Felker is an idea editor, not a pencil editor. He has had remarkably accurate antennae for coming fashions —and a knack for catchy headlines that are often better than the articles and make each fad seem momentous. The list of writers for whom he has provided a springboard is also impressive. As features editor of Esquire from 1957 to 1962, he helped steer Norman Mailer into reportage and published some of the first so-called New Jourrialists, most notably Tom Wolfe. On the old New York Herald Tribune, where he edited the Sunday magazine that was to be reincarnated as New York, he gave free rein to such emerging stars as Jimmy Breslin, Dick Schaap, George ("Adam Smith") Goodman. Many of the best and the brightest have left in rage and frustration—or on the wave of New York-borne success. Felker, says Ms. editor and Felker protégée Gloria Steinem, is "the lightning rod of animosity—and of creativity."

Felker does not add to his credibility by listing his birth date in Who's Who as Oct. 2, 1928, when he was actually born on Oct. 2, 1925. As adamantly as Harry S. Truman, he has refused to disclose his middle name—possibly because Schuette rhymes with "snooty" in Missouri honk. His father, Carl Felker, now 82, was a veteran newsman who became the editor of the immensely successful Sporting News (circ. 330,000). Carl Felker never won a single share of stock in Sporting News, a failure that still weighs on Clay's mind. When Clay was eight, he started his own hectograph-printed newspaper (ads: 25¢ a shot). Soon after he graduated from Duke, he got a job at LIFE.

Some New York staffers—who are not generally overpaid—have loudly objected to Felker's costly personal and professional style. When the magazine moved in 1974 to expensive new quarters on Manhattan's Second Avenue, the boss installed a gym. He also carved out a staff dining room (he had it redecorated several times) and installed a $25,000-a-year chef, who signed each day's menus "Felipe—Executive Chef."
-------
### Complete the following
• A. List every writer whom the passage about Clay Felker names as someone he steered, published, or gave free rein to at Esquire or the New York Herald Tribune.
• B. Reproduce the passage about Clay Felker word for word, everything from "Felker does not" down to "job at LIFE.".

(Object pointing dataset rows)
-------
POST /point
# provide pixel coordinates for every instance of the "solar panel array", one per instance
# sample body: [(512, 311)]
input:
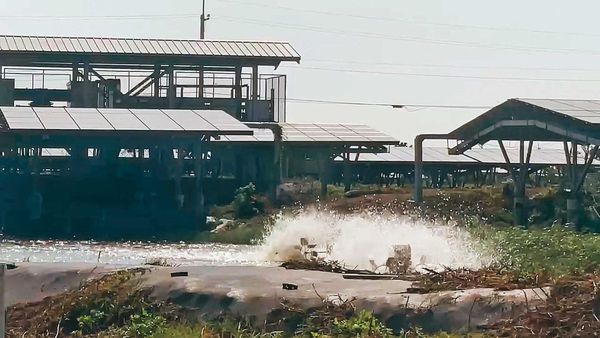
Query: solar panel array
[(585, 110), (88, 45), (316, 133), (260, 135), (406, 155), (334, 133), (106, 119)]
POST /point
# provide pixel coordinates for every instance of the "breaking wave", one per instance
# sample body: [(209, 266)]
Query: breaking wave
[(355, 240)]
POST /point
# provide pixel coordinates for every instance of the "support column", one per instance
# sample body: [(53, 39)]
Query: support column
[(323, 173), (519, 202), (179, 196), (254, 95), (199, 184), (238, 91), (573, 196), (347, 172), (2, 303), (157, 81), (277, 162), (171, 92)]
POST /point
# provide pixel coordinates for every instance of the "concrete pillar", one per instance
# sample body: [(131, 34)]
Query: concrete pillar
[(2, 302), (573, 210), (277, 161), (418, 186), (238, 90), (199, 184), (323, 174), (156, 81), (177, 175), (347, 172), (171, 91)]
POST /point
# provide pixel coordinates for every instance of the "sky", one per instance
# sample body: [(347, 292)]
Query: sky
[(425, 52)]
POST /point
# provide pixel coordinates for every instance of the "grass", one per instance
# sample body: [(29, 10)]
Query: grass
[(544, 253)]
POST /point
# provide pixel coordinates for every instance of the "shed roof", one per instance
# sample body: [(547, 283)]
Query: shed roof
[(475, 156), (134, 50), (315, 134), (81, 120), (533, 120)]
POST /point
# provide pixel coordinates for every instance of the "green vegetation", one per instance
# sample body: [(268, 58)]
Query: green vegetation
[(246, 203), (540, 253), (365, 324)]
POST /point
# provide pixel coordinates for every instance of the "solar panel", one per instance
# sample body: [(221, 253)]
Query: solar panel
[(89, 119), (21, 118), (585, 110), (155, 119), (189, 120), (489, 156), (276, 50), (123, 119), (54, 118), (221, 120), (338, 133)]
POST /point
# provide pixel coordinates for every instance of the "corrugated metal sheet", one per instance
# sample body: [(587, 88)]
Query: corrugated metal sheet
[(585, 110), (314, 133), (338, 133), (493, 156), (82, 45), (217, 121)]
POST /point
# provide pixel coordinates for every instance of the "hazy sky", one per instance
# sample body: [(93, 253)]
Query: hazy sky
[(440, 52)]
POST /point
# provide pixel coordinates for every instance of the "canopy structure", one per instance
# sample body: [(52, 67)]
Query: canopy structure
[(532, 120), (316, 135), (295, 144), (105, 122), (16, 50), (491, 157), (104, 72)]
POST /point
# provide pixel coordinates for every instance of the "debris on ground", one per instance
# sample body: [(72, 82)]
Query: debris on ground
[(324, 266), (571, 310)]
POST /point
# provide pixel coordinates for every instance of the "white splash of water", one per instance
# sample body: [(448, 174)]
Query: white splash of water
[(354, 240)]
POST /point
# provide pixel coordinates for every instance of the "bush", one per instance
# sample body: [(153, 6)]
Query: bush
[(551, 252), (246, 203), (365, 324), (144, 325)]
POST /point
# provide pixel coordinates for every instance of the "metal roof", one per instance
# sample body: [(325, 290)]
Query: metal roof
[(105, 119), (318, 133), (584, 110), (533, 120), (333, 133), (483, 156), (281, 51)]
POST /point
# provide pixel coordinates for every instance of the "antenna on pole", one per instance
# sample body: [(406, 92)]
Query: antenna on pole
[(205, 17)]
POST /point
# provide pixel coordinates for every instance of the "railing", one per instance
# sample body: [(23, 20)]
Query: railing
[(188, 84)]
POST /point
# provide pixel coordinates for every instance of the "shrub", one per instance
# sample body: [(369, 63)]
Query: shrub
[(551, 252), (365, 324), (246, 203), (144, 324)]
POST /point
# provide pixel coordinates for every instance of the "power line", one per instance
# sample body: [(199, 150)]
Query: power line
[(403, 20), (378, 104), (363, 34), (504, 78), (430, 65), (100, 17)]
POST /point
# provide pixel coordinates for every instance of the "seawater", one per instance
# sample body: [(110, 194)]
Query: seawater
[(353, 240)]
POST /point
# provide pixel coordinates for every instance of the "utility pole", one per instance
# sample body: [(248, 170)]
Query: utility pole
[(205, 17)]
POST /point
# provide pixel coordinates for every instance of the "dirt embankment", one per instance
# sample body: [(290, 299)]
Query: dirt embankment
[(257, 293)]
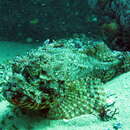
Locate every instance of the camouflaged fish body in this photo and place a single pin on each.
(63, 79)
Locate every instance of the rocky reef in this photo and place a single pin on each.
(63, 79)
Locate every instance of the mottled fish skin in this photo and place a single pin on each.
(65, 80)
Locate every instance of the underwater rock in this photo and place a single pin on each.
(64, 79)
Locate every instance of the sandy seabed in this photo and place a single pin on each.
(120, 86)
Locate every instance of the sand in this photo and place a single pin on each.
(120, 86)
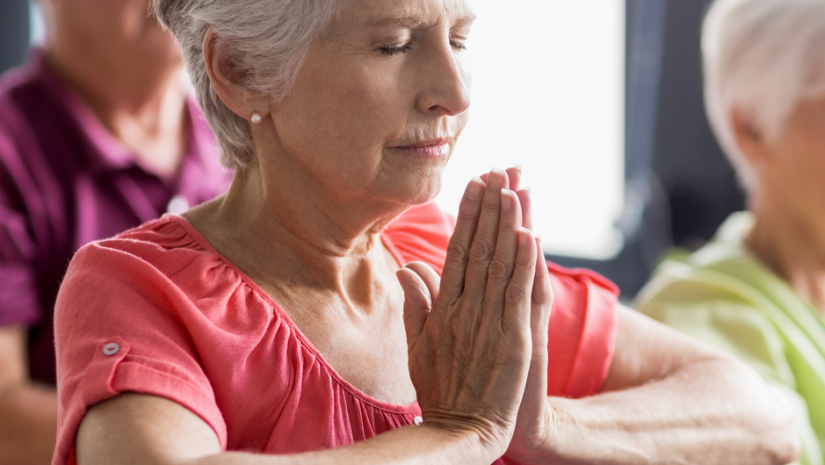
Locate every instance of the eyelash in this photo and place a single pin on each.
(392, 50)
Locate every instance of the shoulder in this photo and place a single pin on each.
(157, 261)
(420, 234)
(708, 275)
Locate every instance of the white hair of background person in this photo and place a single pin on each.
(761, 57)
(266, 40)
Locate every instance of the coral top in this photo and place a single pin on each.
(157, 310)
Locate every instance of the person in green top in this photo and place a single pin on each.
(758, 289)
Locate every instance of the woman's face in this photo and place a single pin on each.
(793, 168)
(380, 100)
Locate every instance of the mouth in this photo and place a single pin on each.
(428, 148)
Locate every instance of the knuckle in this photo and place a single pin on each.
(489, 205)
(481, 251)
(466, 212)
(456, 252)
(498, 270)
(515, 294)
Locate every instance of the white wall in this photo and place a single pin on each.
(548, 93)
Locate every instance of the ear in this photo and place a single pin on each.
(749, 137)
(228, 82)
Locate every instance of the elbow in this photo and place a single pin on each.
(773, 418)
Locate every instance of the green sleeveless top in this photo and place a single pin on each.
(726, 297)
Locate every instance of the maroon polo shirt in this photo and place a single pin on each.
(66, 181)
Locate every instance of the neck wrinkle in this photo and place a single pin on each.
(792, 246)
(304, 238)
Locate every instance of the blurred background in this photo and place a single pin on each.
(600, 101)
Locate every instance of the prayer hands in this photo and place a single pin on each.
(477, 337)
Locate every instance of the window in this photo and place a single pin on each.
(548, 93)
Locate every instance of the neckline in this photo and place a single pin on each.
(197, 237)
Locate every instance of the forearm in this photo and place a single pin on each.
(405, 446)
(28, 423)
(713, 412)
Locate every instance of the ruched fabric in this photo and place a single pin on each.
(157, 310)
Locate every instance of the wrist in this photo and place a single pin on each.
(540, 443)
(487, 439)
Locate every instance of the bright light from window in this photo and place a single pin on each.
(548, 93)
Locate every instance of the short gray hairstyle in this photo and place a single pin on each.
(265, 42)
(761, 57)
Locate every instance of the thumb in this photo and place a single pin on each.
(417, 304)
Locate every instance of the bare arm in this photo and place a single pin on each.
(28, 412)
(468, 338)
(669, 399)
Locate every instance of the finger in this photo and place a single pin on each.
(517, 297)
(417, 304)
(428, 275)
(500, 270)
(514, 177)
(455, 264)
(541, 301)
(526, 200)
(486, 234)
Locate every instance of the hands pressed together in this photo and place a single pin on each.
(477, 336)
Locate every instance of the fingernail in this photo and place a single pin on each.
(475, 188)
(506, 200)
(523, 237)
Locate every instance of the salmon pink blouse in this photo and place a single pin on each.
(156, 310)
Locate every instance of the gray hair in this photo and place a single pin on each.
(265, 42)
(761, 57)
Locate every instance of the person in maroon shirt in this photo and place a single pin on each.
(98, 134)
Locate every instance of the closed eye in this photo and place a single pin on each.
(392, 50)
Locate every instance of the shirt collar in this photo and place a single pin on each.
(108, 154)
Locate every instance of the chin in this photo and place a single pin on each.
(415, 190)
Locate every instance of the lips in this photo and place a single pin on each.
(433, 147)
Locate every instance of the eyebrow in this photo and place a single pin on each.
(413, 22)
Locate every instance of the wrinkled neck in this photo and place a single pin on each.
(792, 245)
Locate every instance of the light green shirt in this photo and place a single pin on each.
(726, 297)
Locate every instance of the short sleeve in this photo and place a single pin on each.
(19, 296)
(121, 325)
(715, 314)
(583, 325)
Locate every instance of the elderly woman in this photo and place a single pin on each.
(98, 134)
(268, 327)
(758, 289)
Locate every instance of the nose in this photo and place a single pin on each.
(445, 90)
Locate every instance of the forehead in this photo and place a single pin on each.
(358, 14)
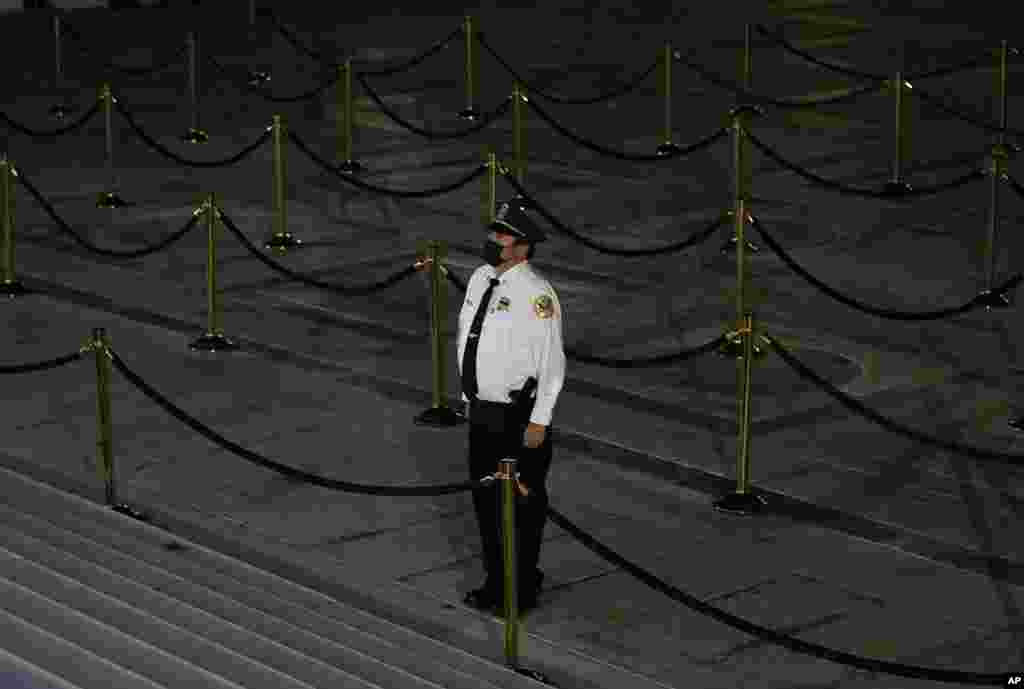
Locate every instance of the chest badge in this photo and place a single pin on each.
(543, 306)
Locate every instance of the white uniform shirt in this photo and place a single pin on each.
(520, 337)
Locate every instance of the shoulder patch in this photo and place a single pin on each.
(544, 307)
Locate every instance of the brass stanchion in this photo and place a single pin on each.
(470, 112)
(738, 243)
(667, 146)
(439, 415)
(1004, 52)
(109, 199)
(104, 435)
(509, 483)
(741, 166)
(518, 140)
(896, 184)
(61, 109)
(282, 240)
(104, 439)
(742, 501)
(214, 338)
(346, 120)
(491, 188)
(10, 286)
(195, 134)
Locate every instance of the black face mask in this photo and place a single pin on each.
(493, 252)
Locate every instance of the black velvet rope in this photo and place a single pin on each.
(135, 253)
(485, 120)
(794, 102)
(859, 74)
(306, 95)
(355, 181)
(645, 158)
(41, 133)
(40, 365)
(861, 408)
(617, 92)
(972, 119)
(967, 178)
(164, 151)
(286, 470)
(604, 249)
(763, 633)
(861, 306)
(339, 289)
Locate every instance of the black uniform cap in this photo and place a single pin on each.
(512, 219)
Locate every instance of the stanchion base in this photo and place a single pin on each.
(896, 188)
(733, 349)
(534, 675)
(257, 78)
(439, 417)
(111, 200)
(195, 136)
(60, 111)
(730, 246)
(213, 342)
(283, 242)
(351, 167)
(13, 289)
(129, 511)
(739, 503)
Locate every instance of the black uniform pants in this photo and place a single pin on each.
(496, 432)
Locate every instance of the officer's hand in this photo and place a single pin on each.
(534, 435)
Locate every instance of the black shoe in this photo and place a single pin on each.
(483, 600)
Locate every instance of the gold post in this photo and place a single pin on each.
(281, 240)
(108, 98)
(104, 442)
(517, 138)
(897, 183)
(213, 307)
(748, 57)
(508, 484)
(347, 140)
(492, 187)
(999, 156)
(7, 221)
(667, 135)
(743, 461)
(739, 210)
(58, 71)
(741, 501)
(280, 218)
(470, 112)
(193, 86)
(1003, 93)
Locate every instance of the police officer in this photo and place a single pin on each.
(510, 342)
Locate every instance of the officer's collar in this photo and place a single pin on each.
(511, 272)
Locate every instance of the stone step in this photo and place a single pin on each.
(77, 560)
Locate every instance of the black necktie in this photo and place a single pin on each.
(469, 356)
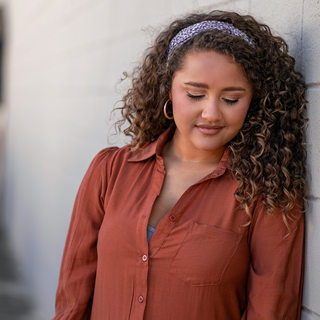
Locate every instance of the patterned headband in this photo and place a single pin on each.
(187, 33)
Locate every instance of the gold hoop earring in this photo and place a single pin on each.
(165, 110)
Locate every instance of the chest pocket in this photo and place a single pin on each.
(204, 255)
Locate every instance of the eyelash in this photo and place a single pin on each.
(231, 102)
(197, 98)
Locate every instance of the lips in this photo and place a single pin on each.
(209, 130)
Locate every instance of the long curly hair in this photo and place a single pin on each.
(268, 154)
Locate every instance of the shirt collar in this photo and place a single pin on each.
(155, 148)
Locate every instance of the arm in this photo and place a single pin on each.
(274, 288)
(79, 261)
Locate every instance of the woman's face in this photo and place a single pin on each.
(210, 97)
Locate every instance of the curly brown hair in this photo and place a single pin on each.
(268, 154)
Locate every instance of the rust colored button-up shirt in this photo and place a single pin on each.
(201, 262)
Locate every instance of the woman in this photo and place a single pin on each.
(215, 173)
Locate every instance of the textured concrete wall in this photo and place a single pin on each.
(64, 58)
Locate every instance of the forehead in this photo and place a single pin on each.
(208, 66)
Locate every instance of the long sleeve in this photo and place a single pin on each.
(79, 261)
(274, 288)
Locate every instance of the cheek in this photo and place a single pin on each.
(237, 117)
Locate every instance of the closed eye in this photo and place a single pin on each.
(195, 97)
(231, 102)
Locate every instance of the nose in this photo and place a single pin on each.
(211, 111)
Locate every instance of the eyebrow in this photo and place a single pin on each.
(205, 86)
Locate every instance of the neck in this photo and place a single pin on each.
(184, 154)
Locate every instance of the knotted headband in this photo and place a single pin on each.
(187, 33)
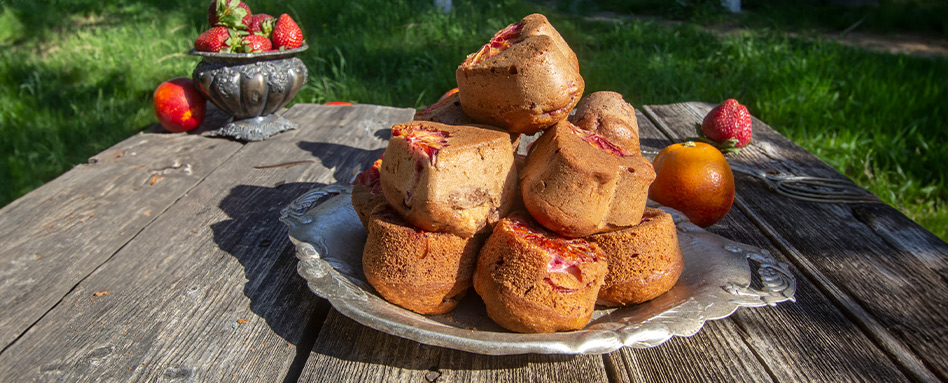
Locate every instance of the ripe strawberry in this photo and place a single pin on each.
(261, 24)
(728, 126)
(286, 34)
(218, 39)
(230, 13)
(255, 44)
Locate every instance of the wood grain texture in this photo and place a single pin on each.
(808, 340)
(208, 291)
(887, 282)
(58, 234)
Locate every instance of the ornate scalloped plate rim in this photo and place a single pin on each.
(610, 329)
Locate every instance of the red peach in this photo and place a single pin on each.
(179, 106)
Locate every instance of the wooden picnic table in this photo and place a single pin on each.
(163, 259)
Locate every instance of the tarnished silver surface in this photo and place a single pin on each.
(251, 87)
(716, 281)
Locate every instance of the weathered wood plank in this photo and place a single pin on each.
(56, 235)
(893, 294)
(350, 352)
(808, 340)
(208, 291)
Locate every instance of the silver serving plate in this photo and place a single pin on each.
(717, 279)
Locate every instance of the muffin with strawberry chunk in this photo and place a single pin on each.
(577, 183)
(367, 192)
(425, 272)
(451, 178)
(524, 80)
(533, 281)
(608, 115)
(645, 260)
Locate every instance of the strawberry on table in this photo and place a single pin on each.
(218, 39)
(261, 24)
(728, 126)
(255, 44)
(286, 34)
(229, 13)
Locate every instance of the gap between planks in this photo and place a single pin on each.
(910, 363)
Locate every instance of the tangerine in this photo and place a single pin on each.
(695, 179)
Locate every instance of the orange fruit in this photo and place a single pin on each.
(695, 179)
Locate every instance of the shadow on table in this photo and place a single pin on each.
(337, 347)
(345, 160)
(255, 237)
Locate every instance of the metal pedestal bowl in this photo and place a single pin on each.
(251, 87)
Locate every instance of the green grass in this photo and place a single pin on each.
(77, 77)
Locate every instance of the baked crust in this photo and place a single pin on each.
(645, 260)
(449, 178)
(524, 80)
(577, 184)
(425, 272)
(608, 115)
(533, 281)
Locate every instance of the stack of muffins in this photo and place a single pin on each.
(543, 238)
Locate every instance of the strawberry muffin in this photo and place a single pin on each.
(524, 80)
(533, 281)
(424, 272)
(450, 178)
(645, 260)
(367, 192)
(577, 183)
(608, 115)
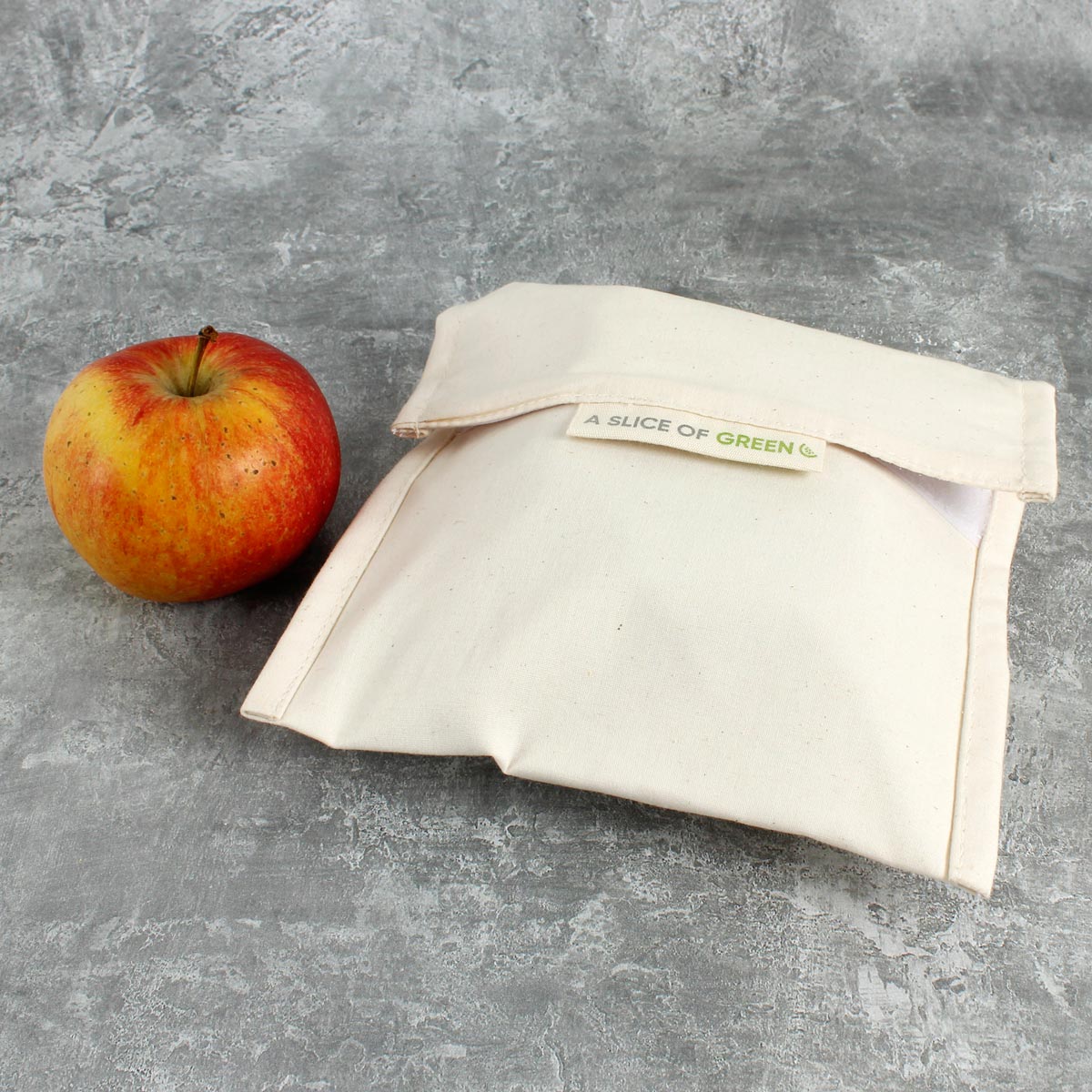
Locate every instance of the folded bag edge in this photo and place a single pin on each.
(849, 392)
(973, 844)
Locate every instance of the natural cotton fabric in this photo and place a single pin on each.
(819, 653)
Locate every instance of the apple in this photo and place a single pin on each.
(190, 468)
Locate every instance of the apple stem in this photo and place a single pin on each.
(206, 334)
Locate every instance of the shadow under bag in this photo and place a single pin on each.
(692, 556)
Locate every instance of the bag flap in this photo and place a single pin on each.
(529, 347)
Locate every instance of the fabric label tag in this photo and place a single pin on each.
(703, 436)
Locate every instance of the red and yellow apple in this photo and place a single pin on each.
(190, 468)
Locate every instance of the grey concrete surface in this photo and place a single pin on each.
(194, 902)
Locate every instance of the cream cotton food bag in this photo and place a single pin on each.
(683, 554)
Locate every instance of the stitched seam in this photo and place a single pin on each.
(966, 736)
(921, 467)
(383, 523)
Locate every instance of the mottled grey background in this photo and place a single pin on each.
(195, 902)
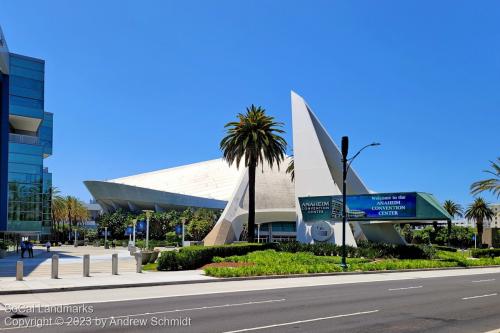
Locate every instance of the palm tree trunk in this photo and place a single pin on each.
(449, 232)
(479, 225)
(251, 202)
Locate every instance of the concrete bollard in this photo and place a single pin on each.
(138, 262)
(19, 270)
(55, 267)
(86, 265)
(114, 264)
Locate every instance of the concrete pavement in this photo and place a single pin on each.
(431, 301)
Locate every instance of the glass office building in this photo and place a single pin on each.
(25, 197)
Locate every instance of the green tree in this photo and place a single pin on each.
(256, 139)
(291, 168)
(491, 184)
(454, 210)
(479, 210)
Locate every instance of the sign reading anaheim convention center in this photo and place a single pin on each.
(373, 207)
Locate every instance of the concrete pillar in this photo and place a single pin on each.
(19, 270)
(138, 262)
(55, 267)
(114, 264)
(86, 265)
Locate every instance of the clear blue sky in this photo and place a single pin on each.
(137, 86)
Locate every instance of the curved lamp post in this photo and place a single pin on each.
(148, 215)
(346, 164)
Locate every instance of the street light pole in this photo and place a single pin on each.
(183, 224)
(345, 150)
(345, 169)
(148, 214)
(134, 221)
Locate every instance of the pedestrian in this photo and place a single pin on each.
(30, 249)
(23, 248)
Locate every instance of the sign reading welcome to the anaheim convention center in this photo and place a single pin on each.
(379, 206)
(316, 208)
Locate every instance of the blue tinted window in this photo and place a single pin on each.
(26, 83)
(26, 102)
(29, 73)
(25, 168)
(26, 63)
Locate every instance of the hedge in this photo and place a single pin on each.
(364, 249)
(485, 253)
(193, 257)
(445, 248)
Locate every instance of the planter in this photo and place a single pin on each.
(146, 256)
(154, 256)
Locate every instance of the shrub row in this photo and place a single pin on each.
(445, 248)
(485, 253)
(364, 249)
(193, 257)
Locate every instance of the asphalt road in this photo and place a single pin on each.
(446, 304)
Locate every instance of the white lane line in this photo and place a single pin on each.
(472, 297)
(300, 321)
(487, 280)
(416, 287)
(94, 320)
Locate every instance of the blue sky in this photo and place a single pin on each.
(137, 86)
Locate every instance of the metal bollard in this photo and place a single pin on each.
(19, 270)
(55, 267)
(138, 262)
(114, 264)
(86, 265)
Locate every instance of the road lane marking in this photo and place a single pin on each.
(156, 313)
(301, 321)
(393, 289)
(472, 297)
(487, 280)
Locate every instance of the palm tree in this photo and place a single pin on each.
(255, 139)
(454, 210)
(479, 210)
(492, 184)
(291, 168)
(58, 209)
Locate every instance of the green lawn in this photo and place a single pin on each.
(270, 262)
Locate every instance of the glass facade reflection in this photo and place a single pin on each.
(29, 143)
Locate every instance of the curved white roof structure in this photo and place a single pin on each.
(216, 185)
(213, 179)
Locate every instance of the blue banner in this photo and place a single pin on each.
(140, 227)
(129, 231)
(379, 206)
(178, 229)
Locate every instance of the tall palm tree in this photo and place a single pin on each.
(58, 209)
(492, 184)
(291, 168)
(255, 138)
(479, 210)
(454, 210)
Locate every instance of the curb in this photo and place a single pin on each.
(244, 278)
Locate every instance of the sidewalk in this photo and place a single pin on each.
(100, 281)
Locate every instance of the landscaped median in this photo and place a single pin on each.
-------
### The responses
• A. Norman Mailer, Tom Wolfe, Jimmy Breslin, Dick Schaap, George ("Adam Smith") Goodman

• B.
Felker does not add to his credibility by listing his birth date in Who's Who as Oct. 2, 1928, when he was actually born on Oct. 2, 1925. As adamantly as Harry S. Truman, he has refused to disclose his middle name—possibly because Schuette rhymes with "snooty" in Missouri honk. His father, Carl Felker, now 82, was a veteran newsman who became the editor of the immensely successful Sporting News (circ. 330,000). Carl Felker never won a single share of stock in Sporting News, a failure that still weighs on Clay's mind. When Clay was eight, he started his own hectograph-printed newspaper (ads: 25¢ a shot). Soon after he graduated from Duke, he got a job at LIFE.